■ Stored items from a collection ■
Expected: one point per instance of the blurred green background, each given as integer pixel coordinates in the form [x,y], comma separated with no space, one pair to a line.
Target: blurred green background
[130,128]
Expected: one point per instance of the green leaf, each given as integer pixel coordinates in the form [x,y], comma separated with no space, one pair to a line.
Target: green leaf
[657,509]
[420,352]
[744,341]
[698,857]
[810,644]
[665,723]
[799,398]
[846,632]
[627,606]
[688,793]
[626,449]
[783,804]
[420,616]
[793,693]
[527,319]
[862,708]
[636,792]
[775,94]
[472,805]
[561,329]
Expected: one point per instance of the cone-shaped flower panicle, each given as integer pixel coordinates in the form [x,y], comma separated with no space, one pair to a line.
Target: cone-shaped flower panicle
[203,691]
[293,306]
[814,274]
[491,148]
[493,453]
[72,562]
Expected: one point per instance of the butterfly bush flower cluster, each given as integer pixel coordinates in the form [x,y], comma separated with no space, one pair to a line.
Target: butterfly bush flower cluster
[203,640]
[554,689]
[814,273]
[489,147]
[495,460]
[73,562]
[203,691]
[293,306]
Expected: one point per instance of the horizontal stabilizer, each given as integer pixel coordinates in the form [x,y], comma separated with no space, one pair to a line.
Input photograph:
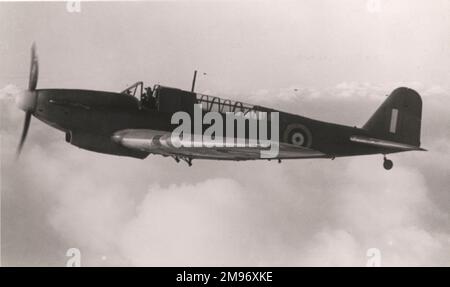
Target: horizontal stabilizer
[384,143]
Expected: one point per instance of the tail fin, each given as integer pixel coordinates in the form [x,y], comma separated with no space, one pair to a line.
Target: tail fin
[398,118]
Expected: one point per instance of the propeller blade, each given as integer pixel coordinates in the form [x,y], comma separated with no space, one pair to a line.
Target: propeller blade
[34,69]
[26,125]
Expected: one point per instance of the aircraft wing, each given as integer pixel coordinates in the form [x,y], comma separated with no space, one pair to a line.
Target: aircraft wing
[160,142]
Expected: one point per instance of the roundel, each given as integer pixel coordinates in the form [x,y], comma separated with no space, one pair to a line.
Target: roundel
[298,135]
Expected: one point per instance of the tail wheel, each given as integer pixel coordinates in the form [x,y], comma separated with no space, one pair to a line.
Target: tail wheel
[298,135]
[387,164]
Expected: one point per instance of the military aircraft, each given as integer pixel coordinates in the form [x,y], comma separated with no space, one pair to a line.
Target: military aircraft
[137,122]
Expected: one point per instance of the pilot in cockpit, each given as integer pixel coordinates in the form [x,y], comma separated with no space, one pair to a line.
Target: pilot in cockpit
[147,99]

■ Written exercise ■
Every entry must be transcribed exactly. Pictures do not belong in the copy.

■ Solution for this exercise ■
Expected: one point per instance of the blurred green background, each given as integer pixel coordinates in the form [x,y], comma separated with no space, one pair to a line.
Target: blurred green background
[130,128]
Expected: one point per instance of the green leaf, each given as integer pixel coordinates in the form [x,y], comma separated with no space, one pair to a line.
Target: green leaf
[657,509]
[420,352]
[744,341]
[698,857]
[810,644]
[665,723]
[799,398]
[846,632]
[627,606]
[688,793]
[626,449]
[783,804]
[420,616]
[793,693]
[527,319]
[862,708]
[636,792]
[775,94]
[472,805]
[561,329]
Expected: one point per instance of the cone-shaped flower panicle, each given as integer pixel coordinates in the form [x,y], comma separated with no space, one pair to a line.
Target: cone-shaped flower panicle
[203,691]
[293,306]
[814,274]
[491,148]
[493,453]
[72,562]
Expected: one point per instance of the butterfly bush flower cluster, each given as integer pixel coordinates in the form [x,y], comma separated with no space, one pair to a line.
Target: butterfly bush flower cluster
[203,640]
[554,689]
[814,273]
[489,147]
[495,460]
[73,562]
[203,691]
[293,306]
Expected: one point per instance of the horizontal stabilizer, each given as integer pixel coordinates in the form [x,y], comma separated with no space, one pair to a line.
Input photograph:
Target: horizontal stabilizer
[384,143]
Expected: one point per instance of the tail fin, each given as integer pixel coordinates in the form [x,y], comma separated with no space, one pair to a line.
Target: tail fin
[398,118]
Expected: one point per instance of the propeller blade, each given as integer pixel coordinates in the form [x,y], comma separated with no space, one pair to a line.
Target: propeller blade
[34,69]
[26,125]
Expected: one point per instance of the aircraft wing, each given as integer pixel coordinates in the form [x,y], comma separated with no space, one pair to a line.
Target: aircraft wing
[160,142]
Expected: one point per instance of the roundel, each given as integer pixel coordinates in the form [x,y], comma separated with no space, one pair to a line.
Target: roundel
[298,135]
Expected: one point per instance of the tail wheel, each given as integer pixel coordinates in the form [x,y], comma separated with no space, one pair to a line.
Target: tail wheel
[298,135]
[387,164]
Expected: one point per instance of the military aircraft, each given as integer pixel coordinates in the form [x,y], comma separated with no space, one pair to a line.
Target: military aircraft
[137,122]
Expected: one point per instance of the pilot in cockpit, each given as integer pixel coordinates in the form [x,y], comma separated with no space, one pair to a line.
Target: pilot in cockpit
[147,99]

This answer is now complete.